YOUR TASK: Give back every line of the material that contains the word "positive".

Collected data
###
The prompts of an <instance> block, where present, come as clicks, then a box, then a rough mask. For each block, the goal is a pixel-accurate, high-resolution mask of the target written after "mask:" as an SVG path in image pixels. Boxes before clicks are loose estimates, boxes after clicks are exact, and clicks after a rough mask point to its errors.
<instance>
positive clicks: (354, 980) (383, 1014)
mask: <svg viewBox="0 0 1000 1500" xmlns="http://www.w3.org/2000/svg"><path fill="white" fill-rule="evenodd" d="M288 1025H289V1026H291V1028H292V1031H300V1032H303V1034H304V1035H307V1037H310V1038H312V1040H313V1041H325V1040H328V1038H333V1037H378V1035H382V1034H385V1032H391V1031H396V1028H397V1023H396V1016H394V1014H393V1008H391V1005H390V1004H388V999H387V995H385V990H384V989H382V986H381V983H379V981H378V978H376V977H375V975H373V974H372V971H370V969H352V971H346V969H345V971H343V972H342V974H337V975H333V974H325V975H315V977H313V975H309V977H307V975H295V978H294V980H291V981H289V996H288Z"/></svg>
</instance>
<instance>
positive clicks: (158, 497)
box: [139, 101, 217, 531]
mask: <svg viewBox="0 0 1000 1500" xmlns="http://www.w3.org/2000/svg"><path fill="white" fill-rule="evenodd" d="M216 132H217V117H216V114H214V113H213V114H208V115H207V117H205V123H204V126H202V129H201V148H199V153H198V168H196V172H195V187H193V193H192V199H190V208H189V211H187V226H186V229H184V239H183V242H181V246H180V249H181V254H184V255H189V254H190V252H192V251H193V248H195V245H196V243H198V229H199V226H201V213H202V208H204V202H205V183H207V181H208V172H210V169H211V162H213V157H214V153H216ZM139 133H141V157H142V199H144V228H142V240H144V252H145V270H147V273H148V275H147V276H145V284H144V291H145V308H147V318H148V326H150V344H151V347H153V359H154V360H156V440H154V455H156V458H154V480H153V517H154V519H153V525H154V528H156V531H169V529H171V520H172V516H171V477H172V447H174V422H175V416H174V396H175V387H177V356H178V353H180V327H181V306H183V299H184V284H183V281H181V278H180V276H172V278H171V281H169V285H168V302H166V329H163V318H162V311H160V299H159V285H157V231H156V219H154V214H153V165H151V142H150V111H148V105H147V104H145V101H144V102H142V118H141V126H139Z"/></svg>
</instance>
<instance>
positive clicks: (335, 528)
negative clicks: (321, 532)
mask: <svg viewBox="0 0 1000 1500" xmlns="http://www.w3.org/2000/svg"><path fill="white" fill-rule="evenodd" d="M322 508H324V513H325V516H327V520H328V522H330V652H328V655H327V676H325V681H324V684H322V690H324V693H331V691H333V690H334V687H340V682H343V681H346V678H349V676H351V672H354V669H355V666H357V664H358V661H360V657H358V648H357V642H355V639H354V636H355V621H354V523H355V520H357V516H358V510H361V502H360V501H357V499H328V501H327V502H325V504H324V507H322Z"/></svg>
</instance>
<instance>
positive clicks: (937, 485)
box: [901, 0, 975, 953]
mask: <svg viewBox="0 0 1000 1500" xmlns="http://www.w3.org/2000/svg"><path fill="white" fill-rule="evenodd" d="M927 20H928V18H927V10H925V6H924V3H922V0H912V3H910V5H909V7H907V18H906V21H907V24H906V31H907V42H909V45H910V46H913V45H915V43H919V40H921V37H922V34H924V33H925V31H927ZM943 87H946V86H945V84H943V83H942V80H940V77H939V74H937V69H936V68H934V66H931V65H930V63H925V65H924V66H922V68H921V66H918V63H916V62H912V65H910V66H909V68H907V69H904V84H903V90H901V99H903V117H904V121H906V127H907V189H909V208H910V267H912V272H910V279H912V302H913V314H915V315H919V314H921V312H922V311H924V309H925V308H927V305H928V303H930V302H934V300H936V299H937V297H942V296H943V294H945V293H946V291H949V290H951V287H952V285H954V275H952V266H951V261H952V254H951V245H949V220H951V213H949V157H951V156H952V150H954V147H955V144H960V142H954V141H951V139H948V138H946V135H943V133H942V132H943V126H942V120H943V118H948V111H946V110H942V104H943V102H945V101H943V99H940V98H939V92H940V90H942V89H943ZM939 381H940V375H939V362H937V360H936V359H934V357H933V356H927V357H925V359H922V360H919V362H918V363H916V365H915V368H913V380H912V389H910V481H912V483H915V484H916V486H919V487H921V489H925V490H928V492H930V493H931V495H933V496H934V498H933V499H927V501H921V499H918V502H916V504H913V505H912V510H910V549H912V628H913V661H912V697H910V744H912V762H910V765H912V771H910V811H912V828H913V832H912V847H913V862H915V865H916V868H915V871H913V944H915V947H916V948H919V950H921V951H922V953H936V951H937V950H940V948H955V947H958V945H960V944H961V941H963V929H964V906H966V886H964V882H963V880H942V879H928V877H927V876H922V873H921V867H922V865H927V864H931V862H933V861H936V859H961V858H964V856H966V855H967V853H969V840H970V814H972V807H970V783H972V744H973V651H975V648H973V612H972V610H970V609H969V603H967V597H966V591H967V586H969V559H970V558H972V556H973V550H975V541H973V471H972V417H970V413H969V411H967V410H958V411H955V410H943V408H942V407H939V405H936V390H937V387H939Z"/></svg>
###
ANSWER BOX:
positive clicks: (354, 980) (383, 1014)
positive clicks: (158, 497)
positive clicks: (335, 528)
positive clicks: (937, 485)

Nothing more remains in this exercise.